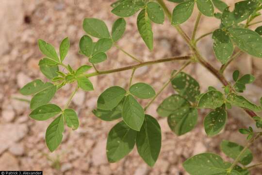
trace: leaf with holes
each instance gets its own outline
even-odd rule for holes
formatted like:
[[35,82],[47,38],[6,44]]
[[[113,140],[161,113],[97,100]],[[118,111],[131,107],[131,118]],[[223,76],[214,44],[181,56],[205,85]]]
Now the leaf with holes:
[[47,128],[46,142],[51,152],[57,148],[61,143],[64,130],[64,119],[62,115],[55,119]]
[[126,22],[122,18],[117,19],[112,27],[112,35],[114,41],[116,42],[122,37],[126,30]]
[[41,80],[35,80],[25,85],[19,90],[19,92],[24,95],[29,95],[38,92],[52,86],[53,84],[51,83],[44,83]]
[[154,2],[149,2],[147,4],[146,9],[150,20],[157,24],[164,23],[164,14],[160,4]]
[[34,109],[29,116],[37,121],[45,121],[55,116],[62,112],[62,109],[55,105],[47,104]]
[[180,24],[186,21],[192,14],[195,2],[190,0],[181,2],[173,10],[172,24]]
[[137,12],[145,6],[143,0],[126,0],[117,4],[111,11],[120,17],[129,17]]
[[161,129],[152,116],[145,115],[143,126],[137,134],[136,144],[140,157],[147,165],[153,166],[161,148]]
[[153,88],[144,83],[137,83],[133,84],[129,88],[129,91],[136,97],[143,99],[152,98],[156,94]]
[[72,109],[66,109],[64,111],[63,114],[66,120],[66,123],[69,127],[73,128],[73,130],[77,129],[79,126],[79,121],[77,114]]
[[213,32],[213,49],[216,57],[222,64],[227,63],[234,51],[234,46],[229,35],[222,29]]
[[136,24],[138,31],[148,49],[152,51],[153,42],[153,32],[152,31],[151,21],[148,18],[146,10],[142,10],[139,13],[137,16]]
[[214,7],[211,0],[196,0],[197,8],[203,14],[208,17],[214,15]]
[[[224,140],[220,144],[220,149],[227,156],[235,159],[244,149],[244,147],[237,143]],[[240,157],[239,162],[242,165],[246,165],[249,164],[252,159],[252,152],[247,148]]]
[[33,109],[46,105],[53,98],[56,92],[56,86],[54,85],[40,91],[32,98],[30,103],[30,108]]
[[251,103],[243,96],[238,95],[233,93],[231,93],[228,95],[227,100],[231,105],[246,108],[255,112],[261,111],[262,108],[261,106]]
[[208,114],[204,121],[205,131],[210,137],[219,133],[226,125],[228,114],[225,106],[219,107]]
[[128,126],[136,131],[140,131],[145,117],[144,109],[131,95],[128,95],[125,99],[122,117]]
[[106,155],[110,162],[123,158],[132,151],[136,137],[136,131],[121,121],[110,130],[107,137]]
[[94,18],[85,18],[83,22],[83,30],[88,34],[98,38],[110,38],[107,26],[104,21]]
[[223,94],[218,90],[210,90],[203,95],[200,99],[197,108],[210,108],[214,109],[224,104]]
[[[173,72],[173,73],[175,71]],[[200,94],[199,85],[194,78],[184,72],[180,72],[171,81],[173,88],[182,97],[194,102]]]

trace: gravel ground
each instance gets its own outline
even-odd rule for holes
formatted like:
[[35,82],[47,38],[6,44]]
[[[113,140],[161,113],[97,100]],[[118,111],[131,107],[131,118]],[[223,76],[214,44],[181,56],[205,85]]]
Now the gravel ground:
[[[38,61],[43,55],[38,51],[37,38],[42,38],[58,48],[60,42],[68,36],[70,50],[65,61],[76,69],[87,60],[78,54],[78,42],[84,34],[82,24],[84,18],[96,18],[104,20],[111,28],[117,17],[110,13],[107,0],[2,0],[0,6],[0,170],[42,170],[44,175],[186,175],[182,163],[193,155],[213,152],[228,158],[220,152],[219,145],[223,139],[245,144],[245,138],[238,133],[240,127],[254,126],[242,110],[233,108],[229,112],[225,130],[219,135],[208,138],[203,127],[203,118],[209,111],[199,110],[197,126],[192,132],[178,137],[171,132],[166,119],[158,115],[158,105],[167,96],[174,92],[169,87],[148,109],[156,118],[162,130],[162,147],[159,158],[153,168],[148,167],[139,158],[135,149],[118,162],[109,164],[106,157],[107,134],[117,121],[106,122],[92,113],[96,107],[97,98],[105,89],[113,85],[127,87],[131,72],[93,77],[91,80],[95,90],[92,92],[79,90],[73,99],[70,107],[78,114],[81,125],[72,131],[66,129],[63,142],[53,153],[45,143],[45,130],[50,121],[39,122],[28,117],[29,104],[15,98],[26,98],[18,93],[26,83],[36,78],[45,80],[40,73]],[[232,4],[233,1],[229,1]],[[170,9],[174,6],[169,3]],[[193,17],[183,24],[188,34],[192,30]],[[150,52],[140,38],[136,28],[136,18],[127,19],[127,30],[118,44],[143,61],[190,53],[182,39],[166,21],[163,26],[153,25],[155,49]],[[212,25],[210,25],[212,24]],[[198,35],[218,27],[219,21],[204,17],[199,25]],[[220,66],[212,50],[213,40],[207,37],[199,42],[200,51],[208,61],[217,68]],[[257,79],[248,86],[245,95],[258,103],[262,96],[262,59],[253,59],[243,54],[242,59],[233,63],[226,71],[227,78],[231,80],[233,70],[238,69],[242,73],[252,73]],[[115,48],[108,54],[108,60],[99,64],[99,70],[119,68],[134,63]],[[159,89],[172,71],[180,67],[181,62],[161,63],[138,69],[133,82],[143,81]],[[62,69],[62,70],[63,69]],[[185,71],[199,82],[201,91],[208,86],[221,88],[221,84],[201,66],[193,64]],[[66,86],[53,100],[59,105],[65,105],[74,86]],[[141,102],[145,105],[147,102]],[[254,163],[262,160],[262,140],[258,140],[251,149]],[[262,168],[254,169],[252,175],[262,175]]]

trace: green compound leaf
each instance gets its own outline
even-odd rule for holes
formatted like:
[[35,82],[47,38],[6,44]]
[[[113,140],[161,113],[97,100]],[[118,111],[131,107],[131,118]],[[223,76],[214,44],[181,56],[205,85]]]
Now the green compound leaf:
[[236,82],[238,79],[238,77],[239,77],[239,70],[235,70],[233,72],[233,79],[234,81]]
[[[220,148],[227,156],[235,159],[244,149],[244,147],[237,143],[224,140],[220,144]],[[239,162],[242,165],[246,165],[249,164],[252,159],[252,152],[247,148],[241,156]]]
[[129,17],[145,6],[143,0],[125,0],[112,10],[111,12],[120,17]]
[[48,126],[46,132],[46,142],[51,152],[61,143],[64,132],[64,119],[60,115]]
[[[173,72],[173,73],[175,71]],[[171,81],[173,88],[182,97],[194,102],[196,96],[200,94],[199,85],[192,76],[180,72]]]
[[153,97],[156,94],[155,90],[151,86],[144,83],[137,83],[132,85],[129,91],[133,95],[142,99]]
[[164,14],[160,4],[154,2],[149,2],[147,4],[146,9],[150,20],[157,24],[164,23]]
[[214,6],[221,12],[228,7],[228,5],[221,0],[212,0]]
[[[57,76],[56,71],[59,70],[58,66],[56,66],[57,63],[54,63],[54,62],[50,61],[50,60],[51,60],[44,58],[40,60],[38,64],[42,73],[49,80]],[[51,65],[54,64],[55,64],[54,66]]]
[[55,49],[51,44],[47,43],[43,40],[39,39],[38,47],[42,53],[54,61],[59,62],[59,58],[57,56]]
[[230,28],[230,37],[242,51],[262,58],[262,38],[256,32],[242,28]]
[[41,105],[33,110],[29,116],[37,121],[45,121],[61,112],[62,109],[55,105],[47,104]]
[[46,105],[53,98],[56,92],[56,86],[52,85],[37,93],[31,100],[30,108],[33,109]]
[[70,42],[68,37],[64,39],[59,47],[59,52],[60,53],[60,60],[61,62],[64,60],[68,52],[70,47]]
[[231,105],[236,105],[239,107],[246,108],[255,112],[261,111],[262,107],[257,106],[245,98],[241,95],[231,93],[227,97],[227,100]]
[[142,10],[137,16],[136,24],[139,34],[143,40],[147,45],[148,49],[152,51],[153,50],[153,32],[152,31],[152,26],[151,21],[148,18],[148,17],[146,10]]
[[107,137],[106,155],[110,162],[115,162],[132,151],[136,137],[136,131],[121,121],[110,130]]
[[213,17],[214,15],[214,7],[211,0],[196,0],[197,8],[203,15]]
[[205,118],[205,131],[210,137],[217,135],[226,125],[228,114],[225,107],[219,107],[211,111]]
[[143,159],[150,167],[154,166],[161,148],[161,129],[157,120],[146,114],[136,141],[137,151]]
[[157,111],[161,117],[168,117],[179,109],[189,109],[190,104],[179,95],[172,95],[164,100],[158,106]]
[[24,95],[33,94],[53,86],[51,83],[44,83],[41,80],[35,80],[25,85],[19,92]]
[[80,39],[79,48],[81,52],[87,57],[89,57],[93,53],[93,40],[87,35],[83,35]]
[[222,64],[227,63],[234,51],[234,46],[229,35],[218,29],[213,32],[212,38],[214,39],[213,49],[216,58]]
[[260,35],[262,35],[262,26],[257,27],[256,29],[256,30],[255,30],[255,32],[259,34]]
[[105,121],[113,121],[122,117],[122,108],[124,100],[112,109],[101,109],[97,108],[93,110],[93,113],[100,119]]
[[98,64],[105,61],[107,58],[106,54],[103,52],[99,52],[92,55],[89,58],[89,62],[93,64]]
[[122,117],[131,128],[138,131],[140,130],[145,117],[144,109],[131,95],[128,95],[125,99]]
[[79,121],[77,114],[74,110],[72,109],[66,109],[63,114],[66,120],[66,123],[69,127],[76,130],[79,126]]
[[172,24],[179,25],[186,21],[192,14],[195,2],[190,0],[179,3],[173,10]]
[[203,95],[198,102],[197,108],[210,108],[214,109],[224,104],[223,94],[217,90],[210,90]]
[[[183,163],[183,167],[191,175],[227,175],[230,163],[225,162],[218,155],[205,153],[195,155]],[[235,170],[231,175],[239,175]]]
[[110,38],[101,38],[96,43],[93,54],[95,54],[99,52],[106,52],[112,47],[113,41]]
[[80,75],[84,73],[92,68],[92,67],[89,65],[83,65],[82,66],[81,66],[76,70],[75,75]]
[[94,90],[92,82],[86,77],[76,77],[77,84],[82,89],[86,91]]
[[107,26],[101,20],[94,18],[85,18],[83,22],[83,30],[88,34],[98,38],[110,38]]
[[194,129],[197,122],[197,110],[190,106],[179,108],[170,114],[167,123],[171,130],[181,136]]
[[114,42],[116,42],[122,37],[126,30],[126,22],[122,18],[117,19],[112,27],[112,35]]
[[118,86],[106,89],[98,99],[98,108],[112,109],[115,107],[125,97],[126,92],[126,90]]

To be done
Return each line in the records that contains the word "leaf".

The result
trace: leaf with holes
Now the leaf with holes:
trace: green compound leaf
Now the green compound leaf:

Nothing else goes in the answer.